● **所给文本**:
:::

【学习笔记】从零构建大模型

代码清单3-5 多头注意力

python 复制代码

import torch
import torch.nn as nn

class MultiHeadAttention(nn.Module):
    def __init__(self, d_in, d_out,
            context_length, dropout, num_heads, qkv_bias=False):
        super().__init__()
        assert (d_out % num_heads == 0), \
                "d_out must be divisible by num_heads"
        self.d_out = d_out
        self.num_heads = num_heads
        # 减少投影维度以匹配所需的输出维度
        self.head_dim = d_out // num_heads
        self.W_query = nn.Linear(d_in, d_out, bias=qkv_bias)
        self.W_key = nn.Linear(d_in, d_out, bias=qkv_bias)
        self.W_value = nn.Linear(d_in, d_out, bias=qkv_bias)
        # 使用一个线性层来组合头的输出
        self.out_proj = nn.Linear(d_out, d_out)
        self.dropout = nn.Dropout(dropout)
        self.register_buffer(
                "mask",
                torch.triu(torch.ones(context_length, context_length),
                    diagonal=1)
        )

    def forward(self, x):
        b, num_tokens, d_in = x.shape # (2, 6, 3)
        # shape: (b, num_tokens, d_out)
        keys = self.W_key(x) # (2, 6, 3) @ (3, 2) => (2, 6, 2)
        queries = self.W_query(x)
        values = self.W_value(x)

        # 通过添加一个 num_heads 维 度来隐式地分隔矩阵。然后 展开最后一个维度:
        # (b, num _tokens, d_ out) -> (b, num_tokens, num_heads, head_dim)
        keys = keys.view(b, num_tokens, self.num_heads, self.head_dim) # (2, 6, 2) => (2, 6, 2, 1)
        values = values.view(b, num_tokens, self.num_heads, self.head_dim)

:::

● **任务 A**: 请把下方数据行从第一行开始，一直到含有“(14, 27), (18, 40)”的那一行（两端都包括）重新写出，提问也一并保留，并将答案中的每个坐标值按 2.15 倍缩放，四舍五入为整数（恰为 .5 时向上取整）；提问及其中的格式示例里的数字保持不变。只输出这些行，不要包含图片。
上面的文本与下面的数据行是彼此无关的两份材料。

:::

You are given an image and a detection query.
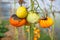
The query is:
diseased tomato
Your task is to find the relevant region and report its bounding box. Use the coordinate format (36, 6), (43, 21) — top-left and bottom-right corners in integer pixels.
(39, 17), (54, 28)
(16, 6), (27, 18)
(9, 14), (26, 27)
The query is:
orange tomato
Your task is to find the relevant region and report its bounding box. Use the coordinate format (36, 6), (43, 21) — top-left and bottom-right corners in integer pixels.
(9, 14), (26, 27)
(39, 17), (54, 28)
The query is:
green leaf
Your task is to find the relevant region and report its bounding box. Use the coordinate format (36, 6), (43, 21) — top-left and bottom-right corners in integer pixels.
(0, 33), (5, 38)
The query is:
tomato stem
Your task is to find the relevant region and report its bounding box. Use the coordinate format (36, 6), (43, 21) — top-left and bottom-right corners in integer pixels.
(14, 27), (18, 40)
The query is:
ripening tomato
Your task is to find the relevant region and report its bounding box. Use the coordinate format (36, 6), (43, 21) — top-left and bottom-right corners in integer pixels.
(39, 17), (54, 28)
(27, 12), (39, 23)
(16, 6), (27, 18)
(9, 14), (26, 27)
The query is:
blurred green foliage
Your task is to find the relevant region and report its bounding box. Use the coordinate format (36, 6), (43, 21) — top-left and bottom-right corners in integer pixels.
(0, 20), (9, 38)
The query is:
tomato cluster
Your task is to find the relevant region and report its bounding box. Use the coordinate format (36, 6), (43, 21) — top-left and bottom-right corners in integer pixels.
(10, 6), (53, 28)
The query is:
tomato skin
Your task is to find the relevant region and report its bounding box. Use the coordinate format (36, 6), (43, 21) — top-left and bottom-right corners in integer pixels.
(39, 17), (54, 28)
(9, 14), (26, 27)
(16, 6), (27, 18)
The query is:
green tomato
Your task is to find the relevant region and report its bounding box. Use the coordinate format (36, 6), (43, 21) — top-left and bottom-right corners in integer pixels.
(16, 6), (27, 18)
(27, 12), (39, 23)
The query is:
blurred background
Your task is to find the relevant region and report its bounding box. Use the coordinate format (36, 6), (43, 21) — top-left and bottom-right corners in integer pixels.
(0, 0), (60, 40)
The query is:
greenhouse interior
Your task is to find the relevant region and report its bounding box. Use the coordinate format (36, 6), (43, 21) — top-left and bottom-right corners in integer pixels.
(0, 0), (60, 40)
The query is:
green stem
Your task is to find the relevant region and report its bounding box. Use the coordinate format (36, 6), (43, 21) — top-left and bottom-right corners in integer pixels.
(30, 0), (34, 11)
(30, 24), (35, 40)
(14, 28), (18, 40)
(48, 28), (53, 40)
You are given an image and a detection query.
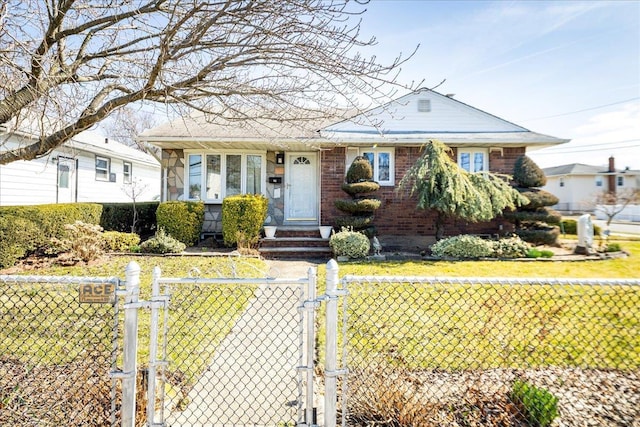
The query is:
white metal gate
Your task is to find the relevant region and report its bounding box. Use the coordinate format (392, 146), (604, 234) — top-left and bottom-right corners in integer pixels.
(114, 267), (335, 426)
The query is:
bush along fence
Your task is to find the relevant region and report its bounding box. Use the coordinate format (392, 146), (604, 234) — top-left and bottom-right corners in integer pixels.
(0, 260), (640, 427)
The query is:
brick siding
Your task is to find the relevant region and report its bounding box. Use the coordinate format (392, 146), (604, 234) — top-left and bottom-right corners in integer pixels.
(321, 147), (525, 236)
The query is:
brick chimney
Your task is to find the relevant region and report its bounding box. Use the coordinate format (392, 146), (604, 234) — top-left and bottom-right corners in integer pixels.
(607, 156), (616, 194)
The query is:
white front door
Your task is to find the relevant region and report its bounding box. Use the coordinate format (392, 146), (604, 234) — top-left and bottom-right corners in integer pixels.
(284, 153), (318, 223)
(56, 156), (76, 203)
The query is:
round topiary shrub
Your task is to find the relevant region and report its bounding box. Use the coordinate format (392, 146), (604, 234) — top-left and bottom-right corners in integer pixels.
(329, 229), (371, 258)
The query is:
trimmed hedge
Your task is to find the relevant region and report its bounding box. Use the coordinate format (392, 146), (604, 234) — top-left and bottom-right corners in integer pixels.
(516, 191), (560, 210)
(516, 225), (560, 245)
(102, 231), (140, 252)
(0, 215), (40, 268)
(502, 208), (562, 225)
(561, 219), (602, 236)
(222, 194), (269, 246)
(100, 202), (160, 237)
(156, 201), (204, 246)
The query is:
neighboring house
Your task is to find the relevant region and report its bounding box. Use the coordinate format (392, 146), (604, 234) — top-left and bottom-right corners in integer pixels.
(0, 125), (160, 206)
(543, 157), (640, 217)
(138, 89), (568, 248)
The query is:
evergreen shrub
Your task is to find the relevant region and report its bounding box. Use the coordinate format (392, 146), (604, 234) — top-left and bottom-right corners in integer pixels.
(222, 194), (269, 246)
(431, 234), (493, 258)
(156, 201), (204, 246)
(510, 380), (559, 427)
(102, 231), (140, 252)
(329, 228), (371, 259)
(0, 215), (39, 268)
(140, 228), (187, 254)
(100, 202), (160, 236)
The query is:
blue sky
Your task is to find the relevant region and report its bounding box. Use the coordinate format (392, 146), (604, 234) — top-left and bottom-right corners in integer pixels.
(362, 0), (640, 169)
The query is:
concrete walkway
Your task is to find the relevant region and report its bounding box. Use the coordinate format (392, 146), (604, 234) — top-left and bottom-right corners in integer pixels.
(167, 282), (304, 426)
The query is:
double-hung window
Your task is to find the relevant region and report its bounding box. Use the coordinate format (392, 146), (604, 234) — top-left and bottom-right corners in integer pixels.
(345, 147), (395, 186)
(185, 152), (266, 202)
(458, 148), (489, 172)
(122, 162), (131, 184)
(96, 156), (111, 181)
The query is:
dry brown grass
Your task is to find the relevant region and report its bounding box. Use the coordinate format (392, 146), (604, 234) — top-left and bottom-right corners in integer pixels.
(348, 371), (528, 427)
(0, 357), (146, 427)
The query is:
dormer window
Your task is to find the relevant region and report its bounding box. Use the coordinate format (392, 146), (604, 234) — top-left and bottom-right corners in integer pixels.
(418, 99), (431, 113)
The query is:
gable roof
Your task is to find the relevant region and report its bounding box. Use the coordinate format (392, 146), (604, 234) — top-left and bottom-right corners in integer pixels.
(320, 88), (569, 148)
(137, 89), (569, 149)
(0, 120), (160, 167)
(542, 163), (640, 177)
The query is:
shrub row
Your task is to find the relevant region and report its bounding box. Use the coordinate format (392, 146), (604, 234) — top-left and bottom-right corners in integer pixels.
(222, 194), (269, 246)
(100, 202), (159, 237)
(156, 202), (204, 246)
(0, 203), (102, 268)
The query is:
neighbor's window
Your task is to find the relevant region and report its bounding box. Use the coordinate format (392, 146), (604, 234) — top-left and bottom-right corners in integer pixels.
(458, 148), (489, 172)
(345, 147), (394, 186)
(96, 156), (111, 181)
(122, 162), (131, 184)
(185, 153), (266, 201)
(58, 164), (70, 188)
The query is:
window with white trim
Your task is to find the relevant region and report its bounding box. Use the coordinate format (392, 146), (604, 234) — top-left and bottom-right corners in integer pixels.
(122, 162), (132, 184)
(185, 152), (266, 202)
(345, 147), (395, 186)
(458, 148), (489, 172)
(96, 156), (111, 181)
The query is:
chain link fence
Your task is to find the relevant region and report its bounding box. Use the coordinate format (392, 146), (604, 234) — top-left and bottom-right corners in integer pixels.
(156, 279), (304, 426)
(0, 276), (120, 426)
(339, 276), (640, 427)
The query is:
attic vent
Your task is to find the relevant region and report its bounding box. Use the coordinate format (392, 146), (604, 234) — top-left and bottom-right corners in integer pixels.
(418, 99), (431, 113)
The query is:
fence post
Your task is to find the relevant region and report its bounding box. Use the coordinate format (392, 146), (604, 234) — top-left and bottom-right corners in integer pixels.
(305, 267), (317, 426)
(122, 261), (140, 427)
(324, 259), (339, 427)
(147, 266), (161, 425)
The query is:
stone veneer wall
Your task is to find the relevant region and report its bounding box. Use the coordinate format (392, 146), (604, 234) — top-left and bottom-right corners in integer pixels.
(162, 150), (184, 200)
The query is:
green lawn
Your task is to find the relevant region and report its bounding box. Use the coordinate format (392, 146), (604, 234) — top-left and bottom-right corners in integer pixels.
(0, 257), (267, 384)
(0, 241), (640, 383)
(318, 241), (640, 370)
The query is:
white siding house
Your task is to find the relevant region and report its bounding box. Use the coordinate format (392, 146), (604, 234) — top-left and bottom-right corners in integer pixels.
(543, 158), (640, 213)
(0, 127), (160, 206)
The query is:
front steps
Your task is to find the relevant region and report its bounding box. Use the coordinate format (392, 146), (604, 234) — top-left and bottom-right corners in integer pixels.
(259, 225), (333, 260)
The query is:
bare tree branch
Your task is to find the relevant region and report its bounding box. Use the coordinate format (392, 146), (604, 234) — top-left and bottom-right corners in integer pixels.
(0, 0), (412, 164)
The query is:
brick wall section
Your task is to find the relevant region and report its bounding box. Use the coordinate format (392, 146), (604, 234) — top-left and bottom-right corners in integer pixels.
(321, 147), (525, 236)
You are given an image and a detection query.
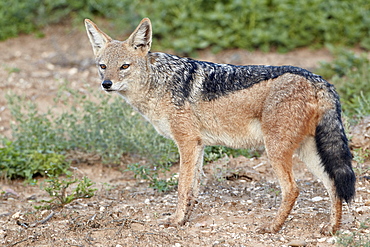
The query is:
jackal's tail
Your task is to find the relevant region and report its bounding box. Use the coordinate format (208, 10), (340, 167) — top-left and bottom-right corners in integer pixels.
(315, 90), (356, 203)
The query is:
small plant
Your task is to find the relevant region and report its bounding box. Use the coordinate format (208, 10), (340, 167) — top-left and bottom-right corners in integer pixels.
(35, 175), (96, 209)
(127, 163), (178, 192)
(337, 220), (370, 247)
(204, 146), (260, 162)
(0, 140), (69, 182)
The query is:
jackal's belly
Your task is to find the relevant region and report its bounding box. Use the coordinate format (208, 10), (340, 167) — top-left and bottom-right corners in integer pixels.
(201, 119), (263, 148)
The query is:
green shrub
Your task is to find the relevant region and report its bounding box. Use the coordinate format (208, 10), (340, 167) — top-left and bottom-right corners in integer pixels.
(35, 174), (97, 209)
(0, 141), (69, 182)
(316, 48), (370, 119)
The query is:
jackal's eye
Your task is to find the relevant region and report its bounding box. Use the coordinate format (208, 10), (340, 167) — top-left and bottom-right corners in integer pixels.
(120, 63), (130, 69)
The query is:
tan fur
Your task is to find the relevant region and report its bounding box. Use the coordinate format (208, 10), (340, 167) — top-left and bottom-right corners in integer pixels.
(85, 19), (348, 234)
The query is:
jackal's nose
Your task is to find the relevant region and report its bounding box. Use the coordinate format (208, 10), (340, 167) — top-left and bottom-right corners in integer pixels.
(101, 80), (113, 89)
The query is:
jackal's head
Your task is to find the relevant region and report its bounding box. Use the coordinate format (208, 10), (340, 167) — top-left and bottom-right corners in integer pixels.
(85, 18), (152, 94)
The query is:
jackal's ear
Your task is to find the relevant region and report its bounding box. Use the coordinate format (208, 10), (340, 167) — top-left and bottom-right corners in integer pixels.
(127, 18), (152, 53)
(85, 19), (112, 56)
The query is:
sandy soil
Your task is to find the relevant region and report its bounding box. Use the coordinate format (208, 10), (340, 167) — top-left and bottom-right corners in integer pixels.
(0, 23), (370, 247)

:::

● **任务 B**: 重新输入上方多头注意力代码中从“self.d_out = d_out”开始、一直到“self.out_proj = nn.Linear(d_out, d_out)”为止的部分，逐字照录。

● **书面回答 A**:
You are given an image and a detection query.
The query is:
diseased tomato
Your task is to find the relevant region and report its bounding box. Use the coordinate format (36, 6), (43, 21) — top-left and bottom-right corners in integer pixels.
(84, 37), (116, 60)
(34, 13), (58, 39)
(19, 30), (56, 58)
The query is:
orange tomato
Your task is to find the relevant region and report its bounding box. Use the coordinate format (36, 6), (43, 21) — top-left and bottom-right corners in integer pixels.
(19, 30), (56, 58)
(84, 37), (116, 60)
The query is:
green leaf
Your task is to find the relevant region and report its bounding box. Use the coordinate format (36, 6), (43, 21) — top-left and bottom-right corners in integer pixels.
(0, 71), (11, 82)
The query is:
tomato stem
Your task is to find the relevant region and report its bounding box. Use the coordinate format (36, 6), (43, 21) — top-left and bottom-right corners in integer pixels.
(30, 58), (39, 86)

● **书面回答 B**:
self.d_out = d_out
        self.num_heads = num_heads
        # 减少投影维度以匹配所需的输出维度
        self.head_dim = d_out // num_heads
        self.W_query = nn.Linear(d_in, d_out, bias=qkv_bias)
        self.W_key = nn.Linear(d_in, d_out, bias=qkv_bias)
        self.W_value = nn.Linear(d_in, d_out, bias=qkv_bias)
        # 使用一个线性层来组合头的输出
        self.out_proj = nn.Linear(d_out, d_out)